Penggalan Dokumen ::

━━━━━━━━━━━━━━━━━━━━

Kamis, 24 April 2014

IMAN YANG BERJUMPA DENGAN KRISTUS YANG BANGKIT

Paskah II,   2014

Ada hal yang teramat sulit dipahami dalam kisah kebangkitan Yesus. Bukan hanya sosok Yesus sebagai manusia yang pernah hidup lalu mati dan bangkit lagi. Namun juga, sikap para murid yang tidak mudah begitu saja menerima berita kebangkitan itu. Sebelum kematian-Nya, Yesus sudah berulang kali menegaskan bahwa diri-Nya harus melewati serangkaian penderitaan dan mati di kayu salib namun pada hari ketiga Ia akan bangkit. Sampai di sini, jika para murid tidak sepenuhnya percaya dapat kita maklumi. Mengapa? Ya, mereka belum melihat bukti dari ucapan Yesus itu. Nah, sekarang setelah beberapa hari dan berulang kali Yesus menampakan diri kepada para murid, toh mereka tetap saja bergeming, alih-alih antusias mereka dilingkupi pesimisme dan ketakutan. Setidaknya hal ini tercermin ketika mereka terus mengurung diri, mengunci dalam sebuah ruangan.

━━━━━━━━━━━━━━━━━━━━

Materi ::

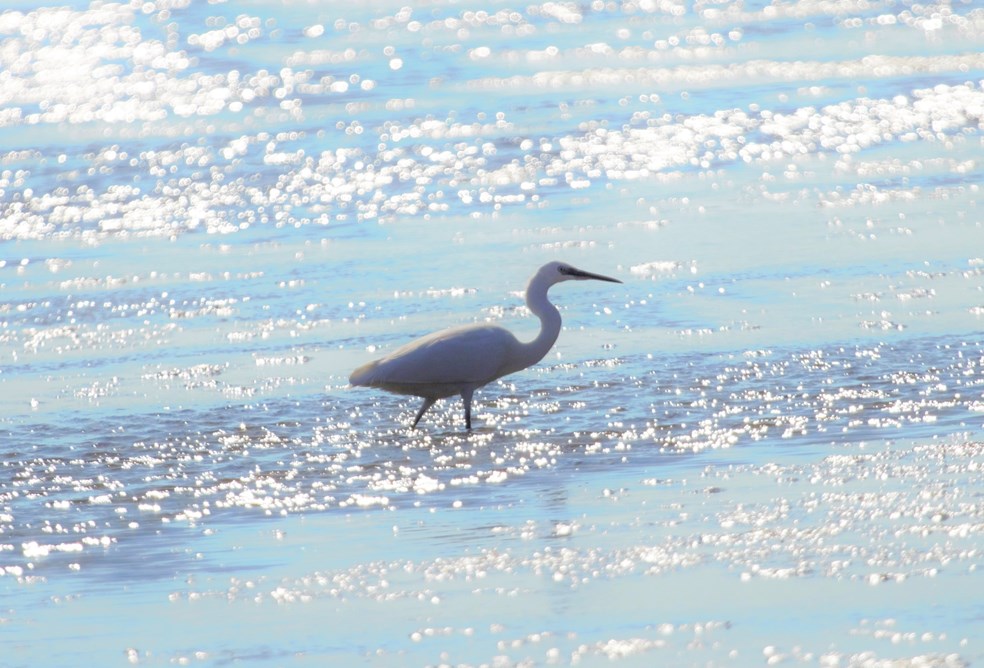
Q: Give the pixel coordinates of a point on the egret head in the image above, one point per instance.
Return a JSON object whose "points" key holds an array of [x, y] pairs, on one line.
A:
{"points": [[555, 272]]}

━━━━━━━━━━━━━━━━━━━━

Bagian Latihan ::
[1] Terjemahkan ke dalam bahasa Inggris kalimat berikut dari penggalan dokumen tentang kebangkitan Yesus: "Sebelum kematian-Nya, Yesus sudah berulang kali menegaskan bahwa diri-Nya harus melewati serangkaian penderitaan dan mati di kayu salib namun pada hari ketiga Ia akan bangkit."
[2] Tuliskan ulang secara lebih ringkas paragraf yang diawali "Ada hal yang teramat sulit dipahami" dalam penggalan dokumen tentang kebangkitan Yesus, dengan tetap mempertahankan fakta pokoknya.
[3] Teruskan penggalan dokumen tentang sikap para murid terhadap kebangkitan Yesus, mulai setelah kalimat terakhirnya.
Materi di atas tidak berhubungan dengan penggalan dokumen.

Jawaban ::
[1] Before His death, Jesus had repeatedly affirmed that He had to go through a series of sufferings and die on the cross, but that on the third day He would rise.

[2] Kisah kebangkitan Yesus mengandung hal yang sulit dipahami. Hal itu bukan hanya menyangkut sosok Yesus yang hidup, mati, lalu bangkit, melainkan juga sikap para murid yang tidak mudah menerima berita kebangkitan tersebut. Sebelum wafat, Yesus berulang kali menegaskan bahwa Ia harus menderita, mati di kayu salib, dan bangkit pada hari ketiga. Keraguan para murid pada saat itu dapat dimaklumi karena mereka belum melihat buktinya. Namun, setelah Yesus berulang kali menampakkan diri, mereka tetap bergeming dan justru dilingkupi pesimisme serta ketakutan. Hal ini tampak ketika mereka terus mengurung diri di dalam ruangan yang terkunci.

[3]
Yohanes 20:19-29 setidaknya mencatat ada dua peristiwa Yesus menyapa para murid-Nya setelah Yesus bangkit dan setelah penampakan-Nya kepada Maria Magdalena. Penampakan pertama terjadi tanpa dihadiri Tomas sedangkan yang kedua kalinya Tomas ada bersama-sama dengan murid yang lain. Kedua peristiwa penampakan ini terjadi dalam suasana yang hampir sama. Para murid berada dalam sebuah ruangan terkunci. Inilah hal yang aneh dan sulit dimengerti. Setelah mengetahui Yesus bangkit seharusnya mereka merespon dengan tindakan positif: bersuka cita dan mengabarkan berita itu tetapi mengapa kenyataannya mereka tetap mengurung diri dengan mengunci pintu. Apakah mereka masih begitu takut dan trauma terhadap penguasa Yahudi? Ataukah mereka masih belum yakin sepenuhnya bahwa Yesus yang mereka lihat itu adalah Yesus yang sama sebelum Ia disalibkan. Semuanya serba mungkin!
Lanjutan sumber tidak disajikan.